● Supplied material

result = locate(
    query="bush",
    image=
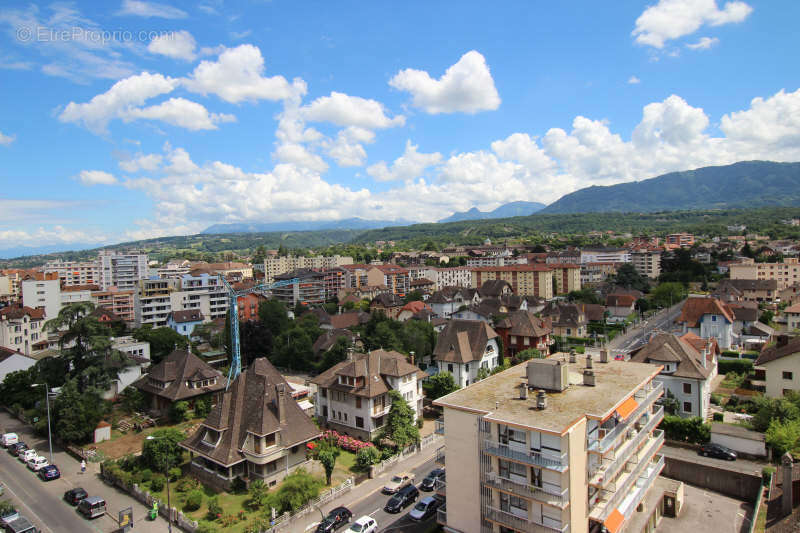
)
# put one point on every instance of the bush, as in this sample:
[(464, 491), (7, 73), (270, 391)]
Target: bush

● The request
Recast the data above as a JSON array of strings with one string per line, skipping blank lines and leaving any pictures out.

● Answer to the exercise
[
  "result = locate(",
  "    query=\"bush\",",
  "    image=",
  ")",
  "# put one point on every instance of the bush, as in this sample:",
  "[(464, 491), (7, 73), (270, 391)]",
  "Target: bush"
]